● TEXT SHOWN
++++++++

So I had started a thread under ATM asking about using a borescope camera on axis for dpac testing.  Nobody seems to have tried it, and didn't seem to think it would work, since borescopes typically have wide angle lenses on them focused in the near field.  

 

So I've come back here, and have some questions.  I have tried several configurations with my firefly MV camera and get no better results than I showed above.  Usually, they're a lot worse, if I can find the reflection at all, that is.  Note that this test is of the 8" f//8 mirror that i've stripped the coatings from.  

 

I find that, once I've gotten the optics collimated, I still can't see the ronchi bands over the whole mirror.  As I said, the results I've been getting are worse than what I showed above, with the ronchigram being "football shaped" with the shadow of the secondary mirror on one side of the football.  The whole mirror is visible in the camera, too (see attached pic taken with one shop light on so I could see the secondary hub at the same time view the ronchigram).  Note that this was the best I could do with the adjustment screws on the primary cell.  I never did get the bands on the "left" side of the mirror, unless I rotated the camera/light, but then got the same size or narrower football.  So I don't know why I'm not seeing the ronchigram over the mirror.

 

I've tried just using the ronchi screen and LED and viewing by eye, but I can't find the reflection any easier by eye.  I can't adjust the mirror support while viewing either.  And I would rather not core the Perkin Elmer 12" flat if at all possible.  It's just too nice (and about 2 1/2" thick).  Being on the optic axis without having a **** secondary to adjust as well as the primary and flat, would certainly be my preference, so I've been thinking about building a support stand that would hold a 1 1/4" ID tube that I could put my laser in and then swap out for the camera/light/ronchi screen.

 

Questions: 

 

*How close does a camera lens need to be to the ronchi screen to image the ronchigram?

++++++++

● ACTIONS TO TAKE
(A) Transcribe the mirror-testing post from "So I had started" up to and including "the near field.".
(B) Translate this sentence from the mirror-testing post into Spanish: "I can't adjust the mirror support while viewing either."
(C) According to the mirror-testing post, about how thick is the Perkin Elmer 12" flat?
The rows after this point come from a separate source.

++++++++

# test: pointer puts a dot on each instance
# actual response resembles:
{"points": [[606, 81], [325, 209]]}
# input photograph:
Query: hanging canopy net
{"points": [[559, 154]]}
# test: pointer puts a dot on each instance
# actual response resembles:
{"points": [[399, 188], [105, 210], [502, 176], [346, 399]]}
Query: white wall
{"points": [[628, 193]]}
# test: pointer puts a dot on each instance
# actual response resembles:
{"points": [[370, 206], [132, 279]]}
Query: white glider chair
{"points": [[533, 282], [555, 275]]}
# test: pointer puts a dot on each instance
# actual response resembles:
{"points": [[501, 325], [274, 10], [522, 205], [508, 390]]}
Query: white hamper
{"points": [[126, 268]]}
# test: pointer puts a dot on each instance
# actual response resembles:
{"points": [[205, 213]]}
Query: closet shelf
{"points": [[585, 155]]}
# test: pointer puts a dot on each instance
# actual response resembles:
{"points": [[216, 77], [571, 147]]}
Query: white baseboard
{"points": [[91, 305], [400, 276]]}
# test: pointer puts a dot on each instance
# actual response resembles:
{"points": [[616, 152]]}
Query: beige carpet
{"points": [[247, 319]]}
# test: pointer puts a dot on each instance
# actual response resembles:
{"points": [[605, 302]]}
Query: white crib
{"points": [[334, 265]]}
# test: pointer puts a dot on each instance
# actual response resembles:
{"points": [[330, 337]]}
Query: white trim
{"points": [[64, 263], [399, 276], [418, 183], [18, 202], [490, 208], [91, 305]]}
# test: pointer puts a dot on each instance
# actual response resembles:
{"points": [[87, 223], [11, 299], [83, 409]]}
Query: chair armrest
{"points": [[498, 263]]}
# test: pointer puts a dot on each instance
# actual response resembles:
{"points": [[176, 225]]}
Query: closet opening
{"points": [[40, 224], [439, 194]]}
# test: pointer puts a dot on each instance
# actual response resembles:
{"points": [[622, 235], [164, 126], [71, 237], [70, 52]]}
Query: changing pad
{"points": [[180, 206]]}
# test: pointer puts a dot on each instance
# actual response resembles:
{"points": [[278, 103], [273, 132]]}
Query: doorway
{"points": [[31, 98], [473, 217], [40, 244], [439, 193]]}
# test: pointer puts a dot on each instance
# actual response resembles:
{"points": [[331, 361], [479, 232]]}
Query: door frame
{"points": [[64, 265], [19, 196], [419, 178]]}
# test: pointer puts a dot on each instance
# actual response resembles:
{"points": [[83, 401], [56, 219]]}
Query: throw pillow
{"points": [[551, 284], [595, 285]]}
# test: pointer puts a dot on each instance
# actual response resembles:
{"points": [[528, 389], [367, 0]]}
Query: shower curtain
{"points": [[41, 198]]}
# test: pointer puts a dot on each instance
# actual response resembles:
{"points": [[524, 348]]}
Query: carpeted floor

++++++++

● PROBLEM SOLUTIONS
(A)
So I had started a thread under ATM asking about using a borescope camera on axis for dpac testing.  Nobody seems to have tried it, and didn't seem to think it would work, since borescopes typically have wide angle lenses on them focused in the near field.

(B) Tampoco puedo ajustar el soporte del espejo mientras observo.

(C) About 2 1/2 inches thick.